━━━━━ The data

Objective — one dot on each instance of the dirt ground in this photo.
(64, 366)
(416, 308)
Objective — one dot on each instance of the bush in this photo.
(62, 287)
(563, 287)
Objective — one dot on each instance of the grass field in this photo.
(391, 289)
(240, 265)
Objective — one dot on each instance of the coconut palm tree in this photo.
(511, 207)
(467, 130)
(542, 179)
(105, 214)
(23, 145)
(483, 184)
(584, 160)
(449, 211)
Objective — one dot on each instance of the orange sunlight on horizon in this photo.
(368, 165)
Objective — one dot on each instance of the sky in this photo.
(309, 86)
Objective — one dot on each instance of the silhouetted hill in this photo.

━━━━━━━━━━

▸ **Task description**
Copy out the material above word for word, keeping every line in its original order.

▸ **Exercise solution**
Objective — one dot on each instance of the dirt ground in this photo.
(64, 366)
(416, 308)
Objective — one dot on each instance of the bush in this photo.
(62, 287)
(563, 287)
Objective — one dot on each instance of the grass field in this photo.
(391, 289)
(240, 265)
Objective — one dot on each instance of the coconut palm tree in this photo.
(511, 207)
(467, 130)
(542, 179)
(105, 214)
(23, 145)
(483, 184)
(584, 160)
(449, 211)
Objective — one dot on each instance of the orange sunlight on horizon in this photo.
(368, 165)
Objective — one dot on each instance of the sky in this photo.
(309, 86)
Objective — one dot on each instance of the silhouetted hill in this photo.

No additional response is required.